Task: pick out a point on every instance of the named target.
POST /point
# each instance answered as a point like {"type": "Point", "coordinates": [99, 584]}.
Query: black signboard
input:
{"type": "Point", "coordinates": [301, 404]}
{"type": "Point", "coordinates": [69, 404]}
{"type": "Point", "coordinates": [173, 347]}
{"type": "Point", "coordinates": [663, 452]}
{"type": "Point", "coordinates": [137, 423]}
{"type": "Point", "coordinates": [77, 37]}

» YOUR TASK: Please restate the records in full, word for word.

» YOUR RESPONSE:
Task: pick out a point on every instance of the named target.
POST /point
# each instance answered as a point like {"type": "Point", "coordinates": [99, 584]}.
Query: black signboard
input:
{"type": "Point", "coordinates": [301, 404]}
{"type": "Point", "coordinates": [69, 404]}
{"type": "Point", "coordinates": [173, 347]}
{"type": "Point", "coordinates": [663, 452]}
{"type": "Point", "coordinates": [137, 423]}
{"type": "Point", "coordinates": [77, 37]}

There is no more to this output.